- Reading text -
-*-

By Chris Rossetti – www.d9sports.com
Special to MaxPreps.com
KARNS CITY – As the 2008 high school football season gets underway in Pennsylvania’s District 9 (one of the largest district’s in the state ranging as far west as nearly Slippery Rock, as far north as the New York-Pennsylvania line and as far east as Clearfield in the southern part of the district and nearly Mansfield in the northern portion), many questions abound.
One that can be answered with absolute certainty is that there will be a new Class A district champion. That’s because defending champion Kane, which won its first-ever District 9 title in any classification last year, has moved up a level to Class AA.
That means the Class A field is wide open this year with any number of teams looking to step up and take the title.
One of the early preseason favorites is Curwensville, who won District 9 Class A titles in 2000 and 2004 and was D9 Class A runner-up in 2001 and 2006.
In 2008, the Golden Tide under ninth-year head coach Andy Evanko (64-26) return nearly their entire team from last year when the school started the year 0-4 but won four of its final five regular-season games to clinch the final Class A playoff spot – Curwensville lost to Kane in the opening round of the playoffs to finish 4-6.
Quarterback David Kalgren (64 of 143, 844 yards, 3 TDs, 12 Ints; 64 carries, 257 yards, 6 TDs) will have make better decisions in 2008 in order to cut down on his interceptions. He will be helped by having his leading receiver Jesse Hoover (37 catches, 523 yards, 2 TDs) returning as well as his top two running backs Jed Greslick (83 carries, 592 yards, 6 TDs) and Ben McGary (117 carries, 538 yards, 6 TDs).
Challenging the Tide in Class A could be last year’s runner-up Cameron County. But only if the Red Raiders are able to turn junior varsity success into varsity wins after losing 18 players to graduation from a team that went 11-2 overall and 9-0 in the AML-North, winning the division title and finishing second to Kane in the AML Title game.
That JV team, as well as the junior high team, went unbeaten a year ago, which could help the Red Raiders reload instead of rebuild.

-*-

- Exercise set -
**1)** From the District 9 football preview, return a word-for-word copy of the passage that begins at the words "One of the early" and stops after the words "2001 and 2006.".
**2)** Answer these questions using the District 9 football preview.
(a) To which class has Kane moved up?
(b) Who is Curwensville's head coach?
(c) How many players did Cameron County lose to graduation?
**3)** Translate this sentence from the District 9 football preview into Spanish: "That means the Class A field is wide open this year with any number of teams looking to step up and take the title."

-*-

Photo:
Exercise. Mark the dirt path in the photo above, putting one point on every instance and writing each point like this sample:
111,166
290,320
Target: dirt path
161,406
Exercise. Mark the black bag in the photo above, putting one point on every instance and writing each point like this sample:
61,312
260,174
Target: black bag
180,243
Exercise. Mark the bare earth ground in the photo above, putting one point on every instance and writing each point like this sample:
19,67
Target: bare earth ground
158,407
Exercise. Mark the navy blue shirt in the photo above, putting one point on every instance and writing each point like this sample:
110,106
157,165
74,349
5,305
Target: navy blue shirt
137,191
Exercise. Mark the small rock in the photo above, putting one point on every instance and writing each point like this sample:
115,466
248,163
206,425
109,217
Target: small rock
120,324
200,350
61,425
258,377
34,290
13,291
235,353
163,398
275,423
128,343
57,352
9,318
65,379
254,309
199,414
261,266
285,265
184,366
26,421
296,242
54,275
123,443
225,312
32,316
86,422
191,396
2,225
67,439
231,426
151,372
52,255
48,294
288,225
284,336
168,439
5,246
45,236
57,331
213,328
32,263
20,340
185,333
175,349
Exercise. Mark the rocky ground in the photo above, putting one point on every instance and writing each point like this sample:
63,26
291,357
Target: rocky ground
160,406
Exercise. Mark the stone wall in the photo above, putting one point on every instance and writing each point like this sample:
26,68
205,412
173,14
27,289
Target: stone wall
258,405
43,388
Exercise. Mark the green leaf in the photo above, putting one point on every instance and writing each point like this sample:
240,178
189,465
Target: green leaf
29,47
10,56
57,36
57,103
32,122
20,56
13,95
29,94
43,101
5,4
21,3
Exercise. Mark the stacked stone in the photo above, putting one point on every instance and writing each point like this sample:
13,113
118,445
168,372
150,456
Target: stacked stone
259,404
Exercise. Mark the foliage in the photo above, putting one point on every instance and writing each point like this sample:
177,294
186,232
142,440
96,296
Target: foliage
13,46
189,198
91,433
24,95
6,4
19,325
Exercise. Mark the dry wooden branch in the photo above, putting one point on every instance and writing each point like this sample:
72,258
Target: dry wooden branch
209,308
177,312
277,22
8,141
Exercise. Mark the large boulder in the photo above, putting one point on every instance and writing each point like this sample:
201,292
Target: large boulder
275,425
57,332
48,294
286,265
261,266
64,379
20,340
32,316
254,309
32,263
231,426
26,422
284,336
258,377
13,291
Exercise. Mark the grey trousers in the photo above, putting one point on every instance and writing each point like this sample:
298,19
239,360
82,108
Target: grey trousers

-*-

- Task answers -
**1)**
One of the early preseason favorites is Curwensville, who won District 9 Class A titles in 2000 and 2004 and was D9 Class A runner-up in 2001 and 2006.

**2)**
(a) Class AA
(b) Andy Evanko
(c) 18

**3)** Eso significa que la Clase A está totalmente abierta este año, con cualquier número de equipos que buscan dar un paso al frente y llevarse el título.